WHAT YOU NEED TO DO = Write out all of the entries exactly, please.

Location identification entries:

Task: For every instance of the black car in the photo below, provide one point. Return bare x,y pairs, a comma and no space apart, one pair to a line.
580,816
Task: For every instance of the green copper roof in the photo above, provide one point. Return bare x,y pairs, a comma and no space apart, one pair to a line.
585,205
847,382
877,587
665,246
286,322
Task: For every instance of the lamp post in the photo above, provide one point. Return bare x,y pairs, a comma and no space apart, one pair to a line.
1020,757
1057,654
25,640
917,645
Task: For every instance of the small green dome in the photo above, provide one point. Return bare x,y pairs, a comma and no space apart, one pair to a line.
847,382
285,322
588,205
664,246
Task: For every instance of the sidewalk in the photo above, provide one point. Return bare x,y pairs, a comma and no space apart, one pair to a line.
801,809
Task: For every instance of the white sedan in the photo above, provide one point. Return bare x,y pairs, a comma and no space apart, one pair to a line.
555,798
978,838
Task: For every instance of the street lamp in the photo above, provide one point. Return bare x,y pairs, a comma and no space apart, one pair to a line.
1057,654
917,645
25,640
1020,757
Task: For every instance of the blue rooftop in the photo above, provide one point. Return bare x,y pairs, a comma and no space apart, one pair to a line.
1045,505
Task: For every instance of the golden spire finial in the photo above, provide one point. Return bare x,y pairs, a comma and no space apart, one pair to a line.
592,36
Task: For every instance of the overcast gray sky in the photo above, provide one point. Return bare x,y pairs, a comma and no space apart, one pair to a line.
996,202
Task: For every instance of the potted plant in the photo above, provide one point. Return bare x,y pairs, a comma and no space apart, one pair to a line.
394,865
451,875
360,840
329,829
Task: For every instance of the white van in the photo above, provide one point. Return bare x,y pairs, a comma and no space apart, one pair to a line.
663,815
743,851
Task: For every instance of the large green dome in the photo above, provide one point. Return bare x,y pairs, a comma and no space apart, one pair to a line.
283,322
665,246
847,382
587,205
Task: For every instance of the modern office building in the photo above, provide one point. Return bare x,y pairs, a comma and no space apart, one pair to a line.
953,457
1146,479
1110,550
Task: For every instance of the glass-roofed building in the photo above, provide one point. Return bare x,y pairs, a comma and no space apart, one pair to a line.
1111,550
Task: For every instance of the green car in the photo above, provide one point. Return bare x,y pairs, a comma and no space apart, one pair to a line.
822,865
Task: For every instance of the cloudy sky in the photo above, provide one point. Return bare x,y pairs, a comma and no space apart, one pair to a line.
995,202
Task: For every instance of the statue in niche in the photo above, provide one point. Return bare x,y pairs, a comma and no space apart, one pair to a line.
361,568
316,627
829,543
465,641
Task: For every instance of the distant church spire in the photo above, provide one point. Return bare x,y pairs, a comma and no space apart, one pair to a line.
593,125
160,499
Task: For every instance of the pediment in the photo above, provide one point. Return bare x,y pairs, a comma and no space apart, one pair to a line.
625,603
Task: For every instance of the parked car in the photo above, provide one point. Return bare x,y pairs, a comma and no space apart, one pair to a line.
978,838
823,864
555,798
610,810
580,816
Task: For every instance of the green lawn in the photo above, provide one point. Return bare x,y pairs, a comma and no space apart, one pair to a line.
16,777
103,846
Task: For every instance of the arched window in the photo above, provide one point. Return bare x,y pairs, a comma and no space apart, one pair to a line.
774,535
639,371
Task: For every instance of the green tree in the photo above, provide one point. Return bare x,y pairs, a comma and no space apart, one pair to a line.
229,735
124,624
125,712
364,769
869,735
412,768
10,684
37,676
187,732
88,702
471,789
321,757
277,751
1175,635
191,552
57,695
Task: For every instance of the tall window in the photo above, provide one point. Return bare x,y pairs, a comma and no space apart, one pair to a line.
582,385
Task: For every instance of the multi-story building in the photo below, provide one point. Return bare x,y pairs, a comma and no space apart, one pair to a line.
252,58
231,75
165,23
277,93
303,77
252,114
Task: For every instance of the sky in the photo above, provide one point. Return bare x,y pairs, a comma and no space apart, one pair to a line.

COMPLETED EXERCISE =
Task: For every instance of the black car in the photo below, provide one point. Return bare x,y pairs, a comma and no space apart, one pair to a line.
580,816
Task: For every instance of the green copper roof in the photo above, provide one point. Return bare x,y pairs, a comma and no space apart, one pair to a line.
585,205
847,382
877,587
665,246
286,322
Task: For every instance of the lamp post in the photo above, provide one point. Return bare x,y pairs, a comma and no space apart, one pair to a line.
1020,757
1057,654
25,640
917,645
Task: For every instance of the small green dome in the photo above, provide one point. Return bare x,y pairs, a comma and no space apart, one pair to a line.
847,382
285,322
588,205
664,246
Task: For every instance of the sidewalk in the photo above, provide one point. Return bare x,y pairs, a comma and no space apart, one pair to a line.
801,809
Task: For every instance of the white sedan in the photo above, provide one point. Return bare x,y pairs, a comma and no space apart, one pair to a line.
555,798
978,838
Task: For every instance of the street lamp in the photo above, provide one point. Return bare x,y pairs, a comma and no space apart, one pair to a line.
1057,654
917,645
25,640
1020,757
Task: For every instance of the blue rooftop in the photo above, provide one point. Return bare x,y pairs, a comma and no space apart, one pair to a line.
1045,505
Task: For every instance of the golden spire finial in the photo above, provide one point. Return bare x,y pairs, a comma and no space apart, one pair to a line.
592,36
Task: For every instance of the overcast gray sky in the photo above, provide one point. Return bare x,y pairs, a comma and no space apart, one pair to a line.
996,202
Task: For every instance of the potted plant in the photo above, provide one point. Return bare x,y pairs, a comma and no space apart, one pair to a line.
394,865
451,875
360,840
329,829
Task: For every instance of the white van in the photo above, provide one point. Return bare x,y pairs, a comma and no space apart, one pair to a line.
663,815
743,851
Task: For every instance of the large green dome in the photo above, provide one point. Return bare x,y pairs, a comma and no space apart, one pair to a line.
283,322
665,246
847,382
587,205
Task: For every instance of the modern office building in the photo above, provide one point. Return bare x,y pairs, a comma and no space apart, one pair to a line.
953,457
1146,479
1110,550
Task: For every instance of the glass-roofed building in the photo above, provide one point. Return bare x,y pairs, a comma and no space apart, one pair to a line.
1111,550
Task: For every instance of the green car in the photo above, provide one point. Return bare x,y pairs, a comma and no space apart, one pair to a line.
822,865
Task: For every instance of the cloudy sky in the photo above, provide one point. Return bare x,y pairs, a comma and no space apart, one pair to a line.
995,202
Task: For every instance of the statue in niche in the photo above, provide one point. Return bare x,y pairs, a comma and no space apart, one pair to a line.
361,568
316,627
829,543
465,641
Task: For every instance of the distant church spire in the photo above, provide one point. Return bare x,y pairs, a comma and no space apart, one pair to a line.
593,125
160,499
Task: For every instance of the pediment in the photo above, provide one point. Return bare x,y pairs, a comma and no space apart, one pair to a line.
625,603
Task: For every instance of the parked car in the photo above, provide one point. Return bare x,y pairs, a comma and no space apart, one pair to a line.
978,838
823,864
555,798
610,810
580,816
Task: For every instance of the green lawn in the photo above, provide one point. Return bare x,y pairs, a comma and no space apart, one pair to a line.
16,777
103,846
Task: For every instance of the arched window in the photo above, provide one point. Return bare x,y pairs, a comma and no space apart, one pair to a line.
774,535
639,371
Task: For every instance of the green tree in the photo above, provide one point. Return bare x,y pairs, a comma and no space apart, one pair to a line.
229,735
124,624
125,712
364,769
869,735
412,768
10,684
37,676
187,732
88,702
471,789
321,757
277,751
1175,635
191,552
57,695
Task: For every instance of the tall window in the photo above, provide one point. Return bare x,y pairs, a comma and no space apart, one pair to a line.
582,385
Task: For every instance of the multi-story building in the photo below, provide one point. Return bare x,y pairs, a comma and no space apart, one pair to a line.
252,58
231,75
165,23
277,93
303,77
252,114
Task: For every instance of the sky in the photo above, provide one point. Return bare x,y pairs, a comma and no space apart, one pair to a line.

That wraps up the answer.